Recorded data
- - -
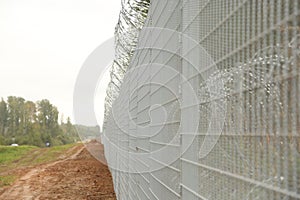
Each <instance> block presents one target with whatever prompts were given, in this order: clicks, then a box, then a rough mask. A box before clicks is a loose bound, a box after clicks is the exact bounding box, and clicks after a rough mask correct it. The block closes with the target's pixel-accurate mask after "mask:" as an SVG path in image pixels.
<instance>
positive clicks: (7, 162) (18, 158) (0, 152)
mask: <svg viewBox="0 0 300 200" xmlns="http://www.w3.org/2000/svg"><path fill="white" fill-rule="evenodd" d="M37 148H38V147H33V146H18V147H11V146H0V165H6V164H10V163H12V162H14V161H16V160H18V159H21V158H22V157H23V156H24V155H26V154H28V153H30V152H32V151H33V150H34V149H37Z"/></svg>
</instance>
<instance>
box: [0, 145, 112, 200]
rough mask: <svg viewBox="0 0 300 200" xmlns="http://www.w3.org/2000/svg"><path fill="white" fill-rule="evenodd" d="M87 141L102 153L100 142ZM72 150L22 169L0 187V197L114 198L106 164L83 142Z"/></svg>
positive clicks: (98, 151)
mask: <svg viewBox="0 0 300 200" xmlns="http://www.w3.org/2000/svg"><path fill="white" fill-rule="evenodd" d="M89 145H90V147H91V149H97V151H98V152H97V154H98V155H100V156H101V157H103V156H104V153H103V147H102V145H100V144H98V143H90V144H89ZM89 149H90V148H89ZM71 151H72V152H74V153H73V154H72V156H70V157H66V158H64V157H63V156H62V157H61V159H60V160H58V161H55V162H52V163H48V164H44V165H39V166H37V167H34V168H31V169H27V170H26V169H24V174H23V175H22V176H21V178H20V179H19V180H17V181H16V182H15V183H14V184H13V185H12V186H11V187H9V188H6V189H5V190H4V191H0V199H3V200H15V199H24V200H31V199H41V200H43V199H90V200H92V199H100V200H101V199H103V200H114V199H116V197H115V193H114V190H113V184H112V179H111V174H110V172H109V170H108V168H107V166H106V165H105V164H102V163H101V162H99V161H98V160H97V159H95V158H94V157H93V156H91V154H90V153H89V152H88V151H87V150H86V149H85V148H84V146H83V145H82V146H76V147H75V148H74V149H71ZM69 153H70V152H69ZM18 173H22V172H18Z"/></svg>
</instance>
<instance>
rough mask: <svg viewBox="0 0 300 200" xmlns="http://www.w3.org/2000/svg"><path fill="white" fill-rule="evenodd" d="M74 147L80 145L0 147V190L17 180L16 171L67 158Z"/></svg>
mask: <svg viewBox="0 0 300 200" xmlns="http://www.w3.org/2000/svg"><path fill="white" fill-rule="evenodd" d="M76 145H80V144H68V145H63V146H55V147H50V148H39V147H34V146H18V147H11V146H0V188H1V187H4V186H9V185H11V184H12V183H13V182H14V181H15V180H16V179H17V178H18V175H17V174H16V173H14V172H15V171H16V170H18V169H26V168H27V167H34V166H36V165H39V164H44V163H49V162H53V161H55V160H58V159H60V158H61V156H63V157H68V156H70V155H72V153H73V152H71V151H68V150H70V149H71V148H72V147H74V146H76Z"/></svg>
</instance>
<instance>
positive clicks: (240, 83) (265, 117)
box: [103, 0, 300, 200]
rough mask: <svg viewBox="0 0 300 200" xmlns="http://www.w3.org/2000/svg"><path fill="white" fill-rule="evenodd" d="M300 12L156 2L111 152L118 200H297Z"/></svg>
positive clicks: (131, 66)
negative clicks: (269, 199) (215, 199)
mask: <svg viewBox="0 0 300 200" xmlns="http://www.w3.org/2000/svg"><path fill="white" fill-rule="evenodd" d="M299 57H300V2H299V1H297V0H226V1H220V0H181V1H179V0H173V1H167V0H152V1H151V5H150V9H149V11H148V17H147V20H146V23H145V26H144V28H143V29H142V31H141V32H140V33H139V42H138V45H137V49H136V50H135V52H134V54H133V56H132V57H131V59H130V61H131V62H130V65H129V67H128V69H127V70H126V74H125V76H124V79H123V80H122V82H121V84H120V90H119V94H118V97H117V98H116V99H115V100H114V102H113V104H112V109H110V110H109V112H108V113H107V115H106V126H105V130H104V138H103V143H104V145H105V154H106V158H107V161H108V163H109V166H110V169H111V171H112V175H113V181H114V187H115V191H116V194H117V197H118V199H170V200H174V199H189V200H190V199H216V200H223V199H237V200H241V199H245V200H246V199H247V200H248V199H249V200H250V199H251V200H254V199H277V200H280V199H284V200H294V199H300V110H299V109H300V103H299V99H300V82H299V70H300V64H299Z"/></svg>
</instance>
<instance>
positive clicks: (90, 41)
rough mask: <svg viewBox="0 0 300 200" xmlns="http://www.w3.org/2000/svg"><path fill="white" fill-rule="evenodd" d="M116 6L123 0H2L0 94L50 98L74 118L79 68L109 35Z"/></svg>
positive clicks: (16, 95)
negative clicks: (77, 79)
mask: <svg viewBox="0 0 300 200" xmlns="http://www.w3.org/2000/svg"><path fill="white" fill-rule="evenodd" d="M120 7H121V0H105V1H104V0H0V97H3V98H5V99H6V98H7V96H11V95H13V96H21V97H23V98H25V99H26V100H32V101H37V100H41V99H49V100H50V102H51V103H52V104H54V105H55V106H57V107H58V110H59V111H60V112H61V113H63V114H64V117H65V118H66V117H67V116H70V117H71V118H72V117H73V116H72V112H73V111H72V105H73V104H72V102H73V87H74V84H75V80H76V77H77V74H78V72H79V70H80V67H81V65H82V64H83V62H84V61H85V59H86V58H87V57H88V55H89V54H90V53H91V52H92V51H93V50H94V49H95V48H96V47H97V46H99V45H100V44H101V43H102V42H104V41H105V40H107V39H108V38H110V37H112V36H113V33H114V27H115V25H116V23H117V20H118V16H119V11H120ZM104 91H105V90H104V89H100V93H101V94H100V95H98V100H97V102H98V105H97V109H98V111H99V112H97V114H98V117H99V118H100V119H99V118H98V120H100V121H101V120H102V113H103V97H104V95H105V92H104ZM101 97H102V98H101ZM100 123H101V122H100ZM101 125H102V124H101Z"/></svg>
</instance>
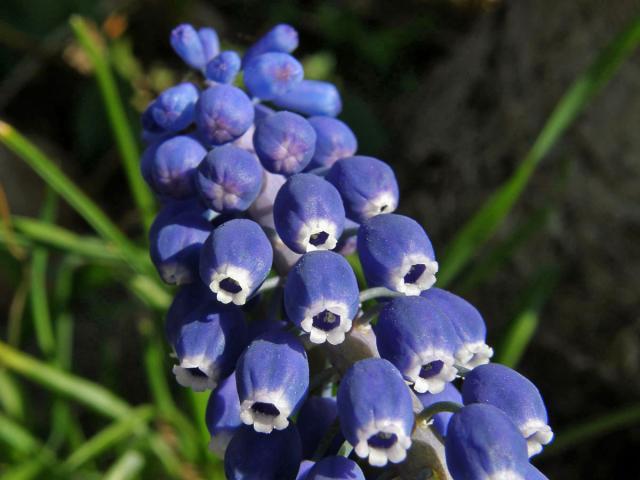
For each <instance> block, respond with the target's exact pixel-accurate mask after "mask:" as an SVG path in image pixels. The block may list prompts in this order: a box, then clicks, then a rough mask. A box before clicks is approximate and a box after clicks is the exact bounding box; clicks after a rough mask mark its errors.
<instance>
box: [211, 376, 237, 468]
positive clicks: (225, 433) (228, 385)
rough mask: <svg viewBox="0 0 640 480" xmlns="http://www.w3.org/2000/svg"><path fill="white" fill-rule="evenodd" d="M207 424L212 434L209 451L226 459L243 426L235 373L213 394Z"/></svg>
- - -
• Exercise aim:
From the first line to the last, please copy the data exactly, with the pictures left out.

• Result of this exercise:
Each <instance> block presents one target with whatever prompts were given, in this order: clicks, then a box, then a rough mask. A box before clicks is a loose bound, a box after clicks is the exact bounding box, and clicks after a rough mask correct it. The block closes with the target's pixel-accurate mask after "mask:" as an SVG path in image pixels.
<instance>
positive clicks: (7, 162) (18, 158) (0, 152)
mask: <svg viewBox="0 0 300 200" xmlns="http://www.w3.org/2000/svg"><path fill="white" fill-rule="evenodd" d="M37 148H38V147H33V146H18V147H11V146H0V165H6V164H10V163H12V162H14V161H16V160H18V159H21V158H22V157H23V156H24V155H26V154H28V153H30V152H32V151H33V150H34V149H37Z"/></svg>
</instance>
<instance>
box: [0, 145, 112, 200]
rough mask: <svg viewBox="0 0 300 200" xmlns="http://www.w3.org/2000/svg"><path fill="white" fill-rule="evenodd" d="M87 141L102 153L100 142ZM72 150L22 169L0 187V197L114 198L106 164L83 142Z"/></svg>
positive clicks: (98, 151)
mask: <svg viewBox="0 0 300 200" xmlns="http://www.w3.org/2000/svg"><path fill="white" fill-rule="evenodd" d="M89 145H90V147H91V149H97V151H98V152H97V154H98V155H100V156H101V157H103V156H104V153H103V147H102V145H100V144H98V143H90V144H89ZM89 149H90V148H89ZM71 151H72V152H74V153H73V154H72V156H70V157H66V158H64V157H63V156H62V157H61V159H60V160H58V161H55V162H52V163H48V164H44V165H39V166H37V167H34V168H31V169H27V170H26V169H24V174H23V175H22V176H21V178H20V179H19V180H17V181H16V182H15V183H14V184H13V185H12V186H11V187H9V188H6V189H5V190H4V191H0V199H3V200H15V199H24V200H31V199H41V200H43V199H90V200H92V199H100V200H101V199H103V200H114V199H116V197H115V193H114V190H113V184H112V179H111V174H110V172H109V170H108V168H107V166H106V165H105V164H102V163H101V162H99V161H98V160H97V159H95V158H94V157H93V156H91V154H90V153H89V152H88V151H87V150H86V149H85V148H84V146H83V145H82V146H76V147H75V148H74V149H71ZM69 153H70V152H69ZM18 173H22V172H18Z"/></svg>
</instance>
<instance>
rough mask: <svg viewBox="0 0 300 200" xmlns="http://www.w3.org/2000/svg"><path fill="white" fill-rule="evenodd" d="M74 147L80 145L0 147V190L17 180L16 171L67 158Z"/></svg>
mask: <svg viewBox="0 0 300 200" xmlns="http://www.w3.org/2000/svg"><path fill="white" fill-rule="evenodd" d="M76 145H80V144H68V145H63V146H55V147H50V148H39V147H34V146H18V147H11V146H0V188H1V187H4V186H9V185H11V184H12V183H13V182H14V181H15V180H16V179H17V178H18V175H17V174H16V173H14V172H15V171H16V170H18V169H26V168H27V167H34V166H36V165H39V164H44V163H49V162H53V161H55V160H58V159H60V158H61V156H63V157H68V156H70V155H72V153H73V152H71V151H68V150H70V149H71V148H72V147H74V146H76Z"/></svg>
</instance>
<instance>
positive clicks: (240, 83) (265, 117)
box: [103, 0, 300, 200]
rough mask: <svg viewBox="0 0 300 200" xmlns="http://www.w3.org/2000/svg"><path fill="white" fill-rule="evenodd" d="M300 12L156 2L111 152L118 200H297Z"/></svg>
positive clicks: (131, 66)
negative clicks: (269, 199) (215, 199)
mask: <svg viewBox="0 0 300 200" xmlns="http://www.w3.org/2000/svg"><path fill="white" fill-rule="evenodd" d="M299 57H300V2H299V1H297V0H226V1H220V0H181V1H179V0H173V1H167V0H152V1H151V5H150V9H149V11H148V17H147V20H146V23H145V26H144V28H143V29H142V31H141V32H140V33H139V42H138V45H137V49H136V50H135V52H134V54H133V56H132V57H131V59H130V61H131V62H130V65H129V67H128V69H127V70H126V74H125V76H124V79H123V80H122V82H121V84H120V90H119V94H118V97H117V98H116V99H115V100H114V102H113V104H112V109H110V110H109V112H108V113H107V115H106V126H105V130H104V138H103V143H104V145H105V154H106V158H107V161H108V163H109V166H110V169H111V171H112V175H113V181H114V187H115V191H116V194H117V197H118V199H170V200H174V199H189V200H190V199H216V200H223V199H237V200H241V199H245V200H246V199H247V200H248V199H249V200H250V199H251V200H254V199H277V200H280V199H284V200H294V199H300V110H299V109H300V103H299V99H300V82H299V70H300V64H299Z"/></svg>
</instance>
<instance>
positive clicks: (90, 41)
rough mask: <svg viewBox="0 0 300 200" xmlns="http://www.w3.org/2000/svg"><path fill="white" fill-rule="evenodd" d="M116 6L123 0H2L0 94L50 98L74 118L79 68L109 35Z"/></svg>
positive clicks: (16, 95)
negative clicks: (77, 79)
mask: <svg viewBox="0 0 300 200" xmlns="http://www.w3.org/2000/svg"><path fill="white" fill-rule="evenodd" d="M120 7H121V0H105V1H104V0H0V97H3V98H5V99H6V98H7V96H11V95H13V96H21V97H23V98H25V99H26V100H32V101H37V100H41V99H49V100H50V102H51V103H52V104H54V105H55V106H57V107H58V110H59V111H60V112H61V113H63V114H64V117H65V118H66V117H67V116H70V117H71V118H72V117H73V116H72V112H73V111H72V105H73V104H72V102H73V87H74V84H75V80H76V77H77V74H78V72H79V70H80V67H81V65H82V64H83V62H84V61H85V59H86V58H87V57H88V55H89V54H90V53H91V52H92V51H93V50H94V49H95V48H96V47H97V46H99V45H100V44H101V43H102V42H104V41H105V40H107V39H108V38H110V37H112V36H113V33H114V27H115V25H116V23H117V20H118V16H119V11H120ZM104 91H105V90H104V89H100V93H101V94H100V95H98V100H97V102H98V105H97V109H98V111H99V112H97V114H98V117H99V118H100V119H99V118H98V120H100V121H101V120H102V113H103V97H104V95H105V92H104ZM101 97H102V98H101ZM100 123H101V122H100ZM101 125H102V124H101Z"/></svg>
</instance>
For each <instance> block, respond with the target's exact pixel-accurate mask after "mask:" as an SVG path in image pixels. The block may list prompts in this order: a box, then clicks, then a rough mask. A box before clicks is approximate and a box after clicks is the exact bounding box; clicks after a rough mask mark its errors.
<instance>
box: [211, 376, 237, 468]
positive clicks: (225, 433) (228, 385)
rough mask: <svg viewBox="0 0 640 480" xmlns="http://www.w3.org/2000/svg"><path fill="white" fill-rule="evenodd" d="M207 424L212 434L209 451L226 459L243 426L235 373L213 394Z"/></svg>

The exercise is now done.